■ TASK BRIEF: Please write out the material below exactly as given.

(Dataset rows)
┏━━

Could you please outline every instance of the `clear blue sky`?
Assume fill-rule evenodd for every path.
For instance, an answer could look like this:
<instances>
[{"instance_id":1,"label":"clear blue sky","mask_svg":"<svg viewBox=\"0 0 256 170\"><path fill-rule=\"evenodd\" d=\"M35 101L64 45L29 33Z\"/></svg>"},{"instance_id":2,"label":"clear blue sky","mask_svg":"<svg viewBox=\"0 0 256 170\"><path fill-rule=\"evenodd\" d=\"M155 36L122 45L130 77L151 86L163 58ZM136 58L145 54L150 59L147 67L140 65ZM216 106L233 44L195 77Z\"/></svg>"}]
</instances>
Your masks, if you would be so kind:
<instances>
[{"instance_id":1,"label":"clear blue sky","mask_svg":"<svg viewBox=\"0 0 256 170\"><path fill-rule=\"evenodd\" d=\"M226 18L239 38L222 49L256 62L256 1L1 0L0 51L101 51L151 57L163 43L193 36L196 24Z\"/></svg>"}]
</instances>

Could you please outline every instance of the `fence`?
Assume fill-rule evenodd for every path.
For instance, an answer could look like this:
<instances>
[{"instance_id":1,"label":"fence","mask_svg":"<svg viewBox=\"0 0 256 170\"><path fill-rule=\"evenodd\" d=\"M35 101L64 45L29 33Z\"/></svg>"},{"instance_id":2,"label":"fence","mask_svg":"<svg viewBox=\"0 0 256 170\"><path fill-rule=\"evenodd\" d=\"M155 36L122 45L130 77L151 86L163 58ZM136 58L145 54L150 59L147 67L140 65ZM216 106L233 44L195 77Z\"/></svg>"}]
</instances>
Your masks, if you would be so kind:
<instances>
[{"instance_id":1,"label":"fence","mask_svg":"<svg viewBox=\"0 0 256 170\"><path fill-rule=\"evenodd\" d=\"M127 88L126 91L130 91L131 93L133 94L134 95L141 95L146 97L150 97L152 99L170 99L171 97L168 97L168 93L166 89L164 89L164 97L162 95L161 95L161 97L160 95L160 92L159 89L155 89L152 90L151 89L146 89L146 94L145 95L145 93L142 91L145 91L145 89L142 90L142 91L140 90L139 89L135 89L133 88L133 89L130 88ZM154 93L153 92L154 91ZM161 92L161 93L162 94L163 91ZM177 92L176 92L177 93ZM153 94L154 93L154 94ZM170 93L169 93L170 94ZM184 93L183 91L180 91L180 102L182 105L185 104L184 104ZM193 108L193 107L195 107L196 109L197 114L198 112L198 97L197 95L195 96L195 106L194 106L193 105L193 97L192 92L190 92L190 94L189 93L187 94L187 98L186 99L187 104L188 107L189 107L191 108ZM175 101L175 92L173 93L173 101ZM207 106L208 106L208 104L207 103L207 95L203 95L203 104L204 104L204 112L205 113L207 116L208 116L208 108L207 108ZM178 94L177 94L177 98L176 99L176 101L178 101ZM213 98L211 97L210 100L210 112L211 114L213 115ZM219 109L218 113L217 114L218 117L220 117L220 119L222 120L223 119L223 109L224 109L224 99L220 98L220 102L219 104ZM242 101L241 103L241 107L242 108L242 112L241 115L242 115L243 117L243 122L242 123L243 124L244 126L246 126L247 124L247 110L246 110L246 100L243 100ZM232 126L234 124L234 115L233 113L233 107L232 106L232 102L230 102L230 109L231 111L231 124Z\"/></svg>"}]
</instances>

┗━━

■ EXERCISE SOLUTION:
Could you please outline every instance of the `clear blue sky`?
Assume fill-rule evenodd for every path.
For instance, an answer could look like this:
<instances>
[{"instance_id":1,"label":"clear blue sky","mask_svg":"<svg viewBox=\"0 0 256 170\"><path fill-rule=\"evenodd\" d=\"M35 101L64 45L29 33Z\"/></svg>"},{"instance_id":2,"label":"clear blue sky","mask_svg":"<svg viewBox=\"0 0 256 170\"><path fill-rule=\"evenodd\" d=\"M155 36L122 45L130 77L151 86L163 58ZM136 58L145 54L150 59L147 67L140 65ZM216 106L233 44L195 77Z\"/></svg>"}]
</instances>
Your masks, if you would be so kind:
<instances>
[{"instance_id":1,"label":"clear blue sky","mask_svg":"<svg viewBox=\"0 0 256 170\"><path fill-rule=\"evenodd\" d=\"M226 18L239 38L222 49L256 62L256 1L1 0L0 51L101 51L151 57L163 43L193 36L196 24Z\"/></svg>"}]
</instances>

Could you please outline every instance of the `fence`?
Assume fill-rule evenodd for every path.
For instance, an answer could look like this:
<instances>
[{"instance_id":1,"label":"fence","mask_svg":"<svg viewBox=\"0 0 256 170\"><path fill-rule=\"evenodd\" d=\"M35 101L64 45L29 33Z\"/></svg>"},{"instance_id":2,"label":"fence","mask_svg":"<svg viewBox=\"0 0 256 170\"><path fill-rule=\"evenodd\" d=\"M155 36L122 45L130 77L151 86L163 58ZM136 58L145 54L150 59L147 67L140 65ZM216 106L233 44L195 77Z\"/></svg>"}]
</instances>
Your masks, if you would be so kind:
<instances>
[{"instance_id":1,"label":"fence","mask_svg":"<svg viewBox=\"0 0 256 170\"><path fill-rule=\"evenodd\" d=\"M127 88L126 91L130 91L131 93L133 94L134 95L141 95L146 97L150 97L152 99L170 99L171 97L168 97L168 93L166 89L164 89L164 97L162 95L161 95L161 97L160 95L160 92L159 89L155 89L152 90L151 89L146 89L146 94L145 95L145 93L142 91L145 91L145 89L142 90L142 91L140 90L139 89L135 89L133 88L133 89L130 88ZM154 93L153 92L154 91ZM161 92L161 93L162 94L163 91ZM177 92L176 92L177 93ZM153 94L154 93L154 94ZM170 93L169 93L170 94ZM184 93L183 91L180 91L180 102L182 105L185 104L184 104ZM193 108L193 107L195 107L196 109L197 114L198 112L198 97L197 95L195 96L195 106L194 106L193 105L193 97L192 92L190 92L190 94L189 93L187 94L187 98L186 99L187 104L188 107L189 107L191 108ZM175 101L175 92L173 93L173 101ZM207 106L208 106L208 104L207 103L207 95L203 95L203 104L204 104L204 112L205 113L207 116L208 116L208 108L207 108ZM178 94L177 94L177 98L176 99L176 101L178 101ZM213 98L211 97L210 100L210 112L211 114L213 115ZM219 109L218 113L217 114L218 117L220 117L220 119L222 120L223 119L223 109L224 109L224 99L220 98L220 102L219 104ZM242 101L241 103L241 107L242 108L242 112L241 115L242 115L243 117L243 122L242 123L243 124L244 126L246 126L247 124L247 110L246 110L246 100L243 100ZM232 126L234 124L234 115L233 113L233 107L232 106L232 102L230 102L230 109L231 111L231 124Z\"/></svg>"}]
</instances>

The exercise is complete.